The petitioner alleges that the respondent incorrectly interpreted § 18-7 and, as a result, failed to properly provide the petitioner with the correct amount of meritorious time service award credits. The court's "fundamental objective in construing a statute is to ascertain and give effect to the apparent intent of the legislature. . . ." (Citations omitted; internal quotation marks omitted.) Derwin v. StateEmployees Retirement Commission, 234 Conn. 411, 420,661 A.2d 1025 (1995). "In seeking to discern that intent, we look to the words of the statute itself, to the legislative history and circumstances surrounding its enactment, to the legislative policy it was designed to implement, and to its relationship to existing legislation and common law principles governing the same general subject matter." (Internal quotation marks omitted.)LoPresto v. State Employees Retirement Commission, 234 Conn. 424,447, 662 A.2d 738 (1995). "When the language is plain and unambiguous, we need look no further than the words themselves because we assume that the language expresses the legislature's intent." Oller v. Oller-Chiang, 230 Conn. 828, 848, 646 A.2d 822 (1994).
General Statutes (Rev. to 1975) § 18-7 provides in relevant part: "Any prisoner may, by good conduct and obedience to the rules of said institution, earn a commutation or diminution of his sentence, as follows: Sixty days for each year, and pro rata for a part of a year, of a sentence which is not for more than five years; and ninety days for the sixth and each subsequent year, and pro rata for a part of a year, and, in addition thereto, five days for each month as a meritorious time service award which may be granted in the discretion of the warden and the commissioner for exemplary conduct and meritorious achievement. . . ." "At some point prior to 1911, the correction officials instituted a system whereby all of an inmate's potential good time . . . was calculated before the inmate began serving the sentence. . . . [I]t seems that this system was implemented for administrative efficiency. The potential amount of good time was credited against the sentence at the beginning of the term of incarceration, and as a prisoner engaged in misconduct the good time credit was reduced and the sentence was increased up to, but not to exceed, the original term ordered by the court." Nichols v. Warren, 209 Conn. 191, 199, 550 A.2d 309 (1988). "This method of awarding good time is commonly referred CT Page 8549 to as posting." (Internal quotation marks omitted.) Seno v.Commissioner, supra, 219 Conn. 275.

☆ ☆ ☆ ☆ ☆

PROBLEMS TO SOLVE:
• a. Translate this sentence from the court excerpt into Spanish: "When the language is plain and unambiguous, we need look no further than the words themselves because we assume that the language expresses the legislature's intent."
• b. Condense the paragraph of the court excerpt that begins "The petitioner alleges that" into a bulleted list that keeps its main facts.

☆ ☆ ☆ ☆ ☆

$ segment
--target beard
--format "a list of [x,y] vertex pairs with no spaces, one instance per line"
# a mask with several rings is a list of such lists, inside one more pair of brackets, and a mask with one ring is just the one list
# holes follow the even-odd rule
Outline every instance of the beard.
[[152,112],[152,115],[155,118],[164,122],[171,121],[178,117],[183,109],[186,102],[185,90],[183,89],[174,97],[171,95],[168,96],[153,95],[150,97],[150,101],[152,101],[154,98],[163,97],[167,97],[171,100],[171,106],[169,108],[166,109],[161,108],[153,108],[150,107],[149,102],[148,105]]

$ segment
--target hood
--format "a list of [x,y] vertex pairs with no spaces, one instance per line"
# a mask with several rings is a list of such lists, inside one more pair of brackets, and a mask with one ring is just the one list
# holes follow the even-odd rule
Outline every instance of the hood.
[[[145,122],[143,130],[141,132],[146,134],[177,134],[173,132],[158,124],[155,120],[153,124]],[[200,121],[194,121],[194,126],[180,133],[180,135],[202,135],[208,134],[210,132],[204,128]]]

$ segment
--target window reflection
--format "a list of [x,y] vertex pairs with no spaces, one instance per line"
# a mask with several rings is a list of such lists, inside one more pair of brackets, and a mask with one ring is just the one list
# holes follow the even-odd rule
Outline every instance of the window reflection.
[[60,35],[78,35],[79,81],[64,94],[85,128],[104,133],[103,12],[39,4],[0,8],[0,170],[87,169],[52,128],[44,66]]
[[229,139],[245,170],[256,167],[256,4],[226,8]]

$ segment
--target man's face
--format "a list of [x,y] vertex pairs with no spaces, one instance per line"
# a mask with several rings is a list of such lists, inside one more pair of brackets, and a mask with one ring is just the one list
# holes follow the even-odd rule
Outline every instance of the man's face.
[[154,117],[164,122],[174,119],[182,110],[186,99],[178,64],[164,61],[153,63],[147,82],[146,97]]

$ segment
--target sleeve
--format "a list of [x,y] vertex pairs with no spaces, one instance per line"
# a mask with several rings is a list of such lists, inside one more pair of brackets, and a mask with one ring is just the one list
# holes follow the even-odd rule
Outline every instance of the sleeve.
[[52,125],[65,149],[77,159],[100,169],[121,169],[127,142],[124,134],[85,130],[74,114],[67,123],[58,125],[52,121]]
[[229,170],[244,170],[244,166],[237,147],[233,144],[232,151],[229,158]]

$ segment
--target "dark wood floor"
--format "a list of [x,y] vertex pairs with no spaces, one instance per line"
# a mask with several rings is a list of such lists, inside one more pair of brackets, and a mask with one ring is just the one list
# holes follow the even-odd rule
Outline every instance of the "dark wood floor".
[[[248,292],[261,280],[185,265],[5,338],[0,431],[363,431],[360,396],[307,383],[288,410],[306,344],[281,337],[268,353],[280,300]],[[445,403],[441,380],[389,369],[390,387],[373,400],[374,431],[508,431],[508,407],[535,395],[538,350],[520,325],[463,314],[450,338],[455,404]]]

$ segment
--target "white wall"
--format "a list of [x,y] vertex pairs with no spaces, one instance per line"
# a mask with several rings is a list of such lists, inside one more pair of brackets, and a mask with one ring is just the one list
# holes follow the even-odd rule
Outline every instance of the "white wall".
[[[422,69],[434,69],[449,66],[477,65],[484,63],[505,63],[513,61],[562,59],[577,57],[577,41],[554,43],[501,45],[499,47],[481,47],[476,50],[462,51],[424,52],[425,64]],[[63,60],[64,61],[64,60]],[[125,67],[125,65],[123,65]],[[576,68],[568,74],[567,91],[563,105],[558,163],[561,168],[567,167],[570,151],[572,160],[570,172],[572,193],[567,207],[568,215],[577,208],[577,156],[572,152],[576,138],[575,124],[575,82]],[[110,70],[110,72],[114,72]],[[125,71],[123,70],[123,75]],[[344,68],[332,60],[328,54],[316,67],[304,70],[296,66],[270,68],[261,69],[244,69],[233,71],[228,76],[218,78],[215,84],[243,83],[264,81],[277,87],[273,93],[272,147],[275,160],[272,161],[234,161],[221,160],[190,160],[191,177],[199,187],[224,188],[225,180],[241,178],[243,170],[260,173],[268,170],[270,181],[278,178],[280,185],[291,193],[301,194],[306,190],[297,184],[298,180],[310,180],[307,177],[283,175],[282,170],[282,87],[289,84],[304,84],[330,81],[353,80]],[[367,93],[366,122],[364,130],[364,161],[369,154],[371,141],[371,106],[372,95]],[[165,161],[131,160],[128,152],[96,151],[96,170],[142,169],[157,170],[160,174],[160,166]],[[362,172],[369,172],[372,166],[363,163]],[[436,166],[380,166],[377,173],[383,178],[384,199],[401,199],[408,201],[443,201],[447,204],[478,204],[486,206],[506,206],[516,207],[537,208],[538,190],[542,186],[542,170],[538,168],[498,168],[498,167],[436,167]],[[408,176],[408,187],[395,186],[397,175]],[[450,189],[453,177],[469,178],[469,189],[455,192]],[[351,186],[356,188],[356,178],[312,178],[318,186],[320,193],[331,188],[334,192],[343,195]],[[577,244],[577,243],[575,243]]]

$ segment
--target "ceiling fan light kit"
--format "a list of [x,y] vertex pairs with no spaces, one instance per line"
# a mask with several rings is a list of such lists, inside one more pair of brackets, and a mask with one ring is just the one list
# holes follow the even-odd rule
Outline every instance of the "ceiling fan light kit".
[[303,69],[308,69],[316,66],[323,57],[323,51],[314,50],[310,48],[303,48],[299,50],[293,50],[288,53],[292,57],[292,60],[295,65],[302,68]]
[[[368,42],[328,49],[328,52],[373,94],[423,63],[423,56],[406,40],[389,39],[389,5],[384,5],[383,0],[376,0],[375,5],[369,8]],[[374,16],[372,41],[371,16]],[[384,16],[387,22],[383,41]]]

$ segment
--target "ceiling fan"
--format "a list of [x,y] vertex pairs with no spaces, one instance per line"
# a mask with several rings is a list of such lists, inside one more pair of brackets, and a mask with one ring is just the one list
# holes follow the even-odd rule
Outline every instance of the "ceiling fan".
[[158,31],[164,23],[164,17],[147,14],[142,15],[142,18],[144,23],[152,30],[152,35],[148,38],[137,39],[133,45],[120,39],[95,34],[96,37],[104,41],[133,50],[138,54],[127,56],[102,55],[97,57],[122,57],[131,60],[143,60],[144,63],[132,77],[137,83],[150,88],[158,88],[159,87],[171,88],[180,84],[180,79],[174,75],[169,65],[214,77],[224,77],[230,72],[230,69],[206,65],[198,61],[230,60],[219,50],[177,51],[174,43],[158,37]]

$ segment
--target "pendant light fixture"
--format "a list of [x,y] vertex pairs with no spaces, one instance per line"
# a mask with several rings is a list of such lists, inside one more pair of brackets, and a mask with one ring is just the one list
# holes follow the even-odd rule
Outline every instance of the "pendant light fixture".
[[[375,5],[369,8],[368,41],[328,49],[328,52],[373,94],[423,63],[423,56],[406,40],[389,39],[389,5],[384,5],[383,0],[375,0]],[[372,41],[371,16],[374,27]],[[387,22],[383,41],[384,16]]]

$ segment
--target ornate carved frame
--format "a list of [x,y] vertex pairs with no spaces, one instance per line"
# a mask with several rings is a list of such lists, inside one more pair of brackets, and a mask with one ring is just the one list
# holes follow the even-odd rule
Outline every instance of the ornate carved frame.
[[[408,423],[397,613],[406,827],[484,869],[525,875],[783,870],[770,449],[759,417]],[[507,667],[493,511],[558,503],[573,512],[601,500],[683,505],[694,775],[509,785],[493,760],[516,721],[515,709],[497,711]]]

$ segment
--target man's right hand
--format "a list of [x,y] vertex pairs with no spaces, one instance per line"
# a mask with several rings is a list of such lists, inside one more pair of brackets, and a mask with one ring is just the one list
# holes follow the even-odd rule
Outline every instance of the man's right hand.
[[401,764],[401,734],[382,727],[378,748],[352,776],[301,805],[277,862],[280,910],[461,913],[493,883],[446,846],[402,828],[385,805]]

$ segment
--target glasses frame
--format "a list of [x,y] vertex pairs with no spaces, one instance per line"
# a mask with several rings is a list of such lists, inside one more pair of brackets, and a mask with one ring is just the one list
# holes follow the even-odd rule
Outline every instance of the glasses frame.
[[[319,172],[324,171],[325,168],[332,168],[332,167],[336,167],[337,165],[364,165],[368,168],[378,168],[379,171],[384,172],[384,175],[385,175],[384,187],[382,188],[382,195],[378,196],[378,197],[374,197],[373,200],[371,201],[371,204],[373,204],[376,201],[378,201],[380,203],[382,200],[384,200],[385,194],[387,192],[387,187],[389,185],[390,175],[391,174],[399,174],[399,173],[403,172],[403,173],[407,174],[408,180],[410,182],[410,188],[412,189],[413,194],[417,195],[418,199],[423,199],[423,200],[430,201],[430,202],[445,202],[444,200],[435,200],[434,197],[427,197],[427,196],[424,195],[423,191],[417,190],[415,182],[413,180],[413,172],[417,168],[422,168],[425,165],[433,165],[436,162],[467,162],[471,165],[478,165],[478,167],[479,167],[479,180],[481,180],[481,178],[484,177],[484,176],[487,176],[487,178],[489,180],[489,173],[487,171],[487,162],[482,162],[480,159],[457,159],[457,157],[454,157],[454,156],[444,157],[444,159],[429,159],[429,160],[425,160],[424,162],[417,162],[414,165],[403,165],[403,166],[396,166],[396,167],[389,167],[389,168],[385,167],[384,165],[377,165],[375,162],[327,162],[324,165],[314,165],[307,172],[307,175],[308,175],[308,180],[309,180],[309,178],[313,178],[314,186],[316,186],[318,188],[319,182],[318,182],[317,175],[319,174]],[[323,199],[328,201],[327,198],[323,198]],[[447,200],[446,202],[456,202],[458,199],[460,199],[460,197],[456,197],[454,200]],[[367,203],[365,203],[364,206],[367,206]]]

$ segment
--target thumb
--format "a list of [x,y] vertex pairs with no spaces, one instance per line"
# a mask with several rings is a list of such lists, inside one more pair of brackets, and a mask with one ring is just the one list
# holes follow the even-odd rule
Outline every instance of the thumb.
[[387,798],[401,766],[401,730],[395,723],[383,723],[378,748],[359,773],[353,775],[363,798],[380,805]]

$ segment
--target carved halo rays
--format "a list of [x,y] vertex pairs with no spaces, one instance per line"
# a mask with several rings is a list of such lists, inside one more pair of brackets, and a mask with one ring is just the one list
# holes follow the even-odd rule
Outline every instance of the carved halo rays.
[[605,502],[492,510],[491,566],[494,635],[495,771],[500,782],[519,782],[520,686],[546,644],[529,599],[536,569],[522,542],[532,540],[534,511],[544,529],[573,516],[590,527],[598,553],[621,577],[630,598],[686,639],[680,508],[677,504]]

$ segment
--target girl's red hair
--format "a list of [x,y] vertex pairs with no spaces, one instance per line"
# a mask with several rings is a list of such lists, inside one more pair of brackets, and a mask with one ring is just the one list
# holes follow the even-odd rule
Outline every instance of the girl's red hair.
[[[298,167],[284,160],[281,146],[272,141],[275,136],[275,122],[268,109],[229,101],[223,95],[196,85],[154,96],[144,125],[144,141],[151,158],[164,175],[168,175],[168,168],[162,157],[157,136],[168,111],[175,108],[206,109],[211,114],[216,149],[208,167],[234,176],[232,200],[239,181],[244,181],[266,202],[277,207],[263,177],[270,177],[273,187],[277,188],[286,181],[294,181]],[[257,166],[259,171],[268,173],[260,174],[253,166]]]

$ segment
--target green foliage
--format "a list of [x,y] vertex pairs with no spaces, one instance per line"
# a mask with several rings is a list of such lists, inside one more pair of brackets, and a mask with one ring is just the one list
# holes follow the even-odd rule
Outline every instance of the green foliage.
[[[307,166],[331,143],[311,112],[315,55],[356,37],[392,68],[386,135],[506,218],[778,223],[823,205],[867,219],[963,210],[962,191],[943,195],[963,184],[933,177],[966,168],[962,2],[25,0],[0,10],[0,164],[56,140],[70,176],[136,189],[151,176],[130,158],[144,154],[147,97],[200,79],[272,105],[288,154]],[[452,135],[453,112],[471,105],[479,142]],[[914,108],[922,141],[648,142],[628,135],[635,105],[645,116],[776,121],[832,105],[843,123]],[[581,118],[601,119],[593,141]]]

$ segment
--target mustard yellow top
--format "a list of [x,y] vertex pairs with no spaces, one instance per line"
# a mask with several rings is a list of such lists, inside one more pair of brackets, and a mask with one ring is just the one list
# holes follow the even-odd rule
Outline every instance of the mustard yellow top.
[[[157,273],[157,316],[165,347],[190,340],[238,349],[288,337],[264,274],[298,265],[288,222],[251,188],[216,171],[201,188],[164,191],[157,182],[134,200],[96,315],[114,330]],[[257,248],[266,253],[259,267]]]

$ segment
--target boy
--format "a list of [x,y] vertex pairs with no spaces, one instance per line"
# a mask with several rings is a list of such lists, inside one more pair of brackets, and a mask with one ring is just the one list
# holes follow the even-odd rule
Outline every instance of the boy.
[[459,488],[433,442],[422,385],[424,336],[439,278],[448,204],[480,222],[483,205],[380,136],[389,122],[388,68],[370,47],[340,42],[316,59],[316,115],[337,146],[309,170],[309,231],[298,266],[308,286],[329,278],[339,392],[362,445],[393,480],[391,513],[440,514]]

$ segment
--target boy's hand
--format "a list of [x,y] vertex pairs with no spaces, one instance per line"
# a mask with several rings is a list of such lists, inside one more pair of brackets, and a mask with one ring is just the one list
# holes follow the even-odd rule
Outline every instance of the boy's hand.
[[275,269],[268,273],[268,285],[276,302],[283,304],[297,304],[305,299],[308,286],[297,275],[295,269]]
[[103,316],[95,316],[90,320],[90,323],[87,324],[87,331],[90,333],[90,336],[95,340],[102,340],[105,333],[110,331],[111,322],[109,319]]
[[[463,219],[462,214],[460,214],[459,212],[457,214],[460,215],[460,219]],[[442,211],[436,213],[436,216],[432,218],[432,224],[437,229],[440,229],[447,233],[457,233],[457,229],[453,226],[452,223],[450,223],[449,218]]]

☆ ☆ ☆ ☆ ☆

SET OF ANSWERS:
• a. Cuando el lenguaje es claro e inequívoco, no necesitamos ir más allá de las propias palabras, porque suponemos que el lenguaje expresa la intención del legislador.

• b.
- The petitioner claims that the respondent misinterpreted § 18-7 and therefore did not give the petitioner the correct amount of meritorious time service award credits.
- In construing a statute, the court's fundamental objective is to ascertain and give effect to the apparent intent of the legislature.
- To discern that intent, the court looks to the statute's words and its legislative history. It also considers the circumstances of the statute's enactment and the policy the statute was designed to implement. Finally, it weighs the statute's relationship to existing legislation and to common law principles on the same subject.
- When the language is plain and unambiguous, the court looks no further than the words themselves. It assumes that they express the legislature's intent.